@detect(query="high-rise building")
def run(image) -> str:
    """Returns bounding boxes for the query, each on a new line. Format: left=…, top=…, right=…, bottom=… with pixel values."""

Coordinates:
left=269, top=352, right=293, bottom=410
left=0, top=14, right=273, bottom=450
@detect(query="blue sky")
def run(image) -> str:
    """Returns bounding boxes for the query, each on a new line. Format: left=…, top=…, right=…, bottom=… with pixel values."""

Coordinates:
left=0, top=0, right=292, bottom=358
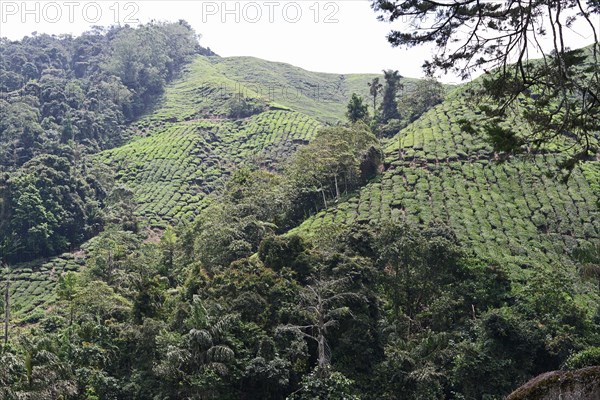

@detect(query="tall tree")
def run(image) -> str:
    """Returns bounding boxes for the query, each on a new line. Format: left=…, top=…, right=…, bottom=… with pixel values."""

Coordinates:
left=346, top=93, right=369, bottom=123
left=380, top=70, right=402, bottom=122
left=368, top=77, right=383, bottom=113
left=279, top=276, right=362, bottom=376
left=398, top=78, right=444, bottom=123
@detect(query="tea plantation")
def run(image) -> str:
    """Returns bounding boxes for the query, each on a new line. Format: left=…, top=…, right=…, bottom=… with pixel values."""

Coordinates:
left=5, top=54, right=598, bottom=326
left=295, top=91, right=600, bottom=286
left=3, top=254, right=83, bottom=320
left=96, top=110, right=320, bottom=227
left=94, top=56, right=387, bottom=227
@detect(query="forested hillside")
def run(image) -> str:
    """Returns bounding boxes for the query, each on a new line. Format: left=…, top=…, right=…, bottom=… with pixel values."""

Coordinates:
left=0, top=21, right=598, bottom=400
left=0, top=21, right=212, bottom=263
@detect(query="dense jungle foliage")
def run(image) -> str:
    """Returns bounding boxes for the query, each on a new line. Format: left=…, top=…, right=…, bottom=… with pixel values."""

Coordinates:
—————
About this exercise – Return only the number of lines above in which the string "detect" occurs.

Answer space – 6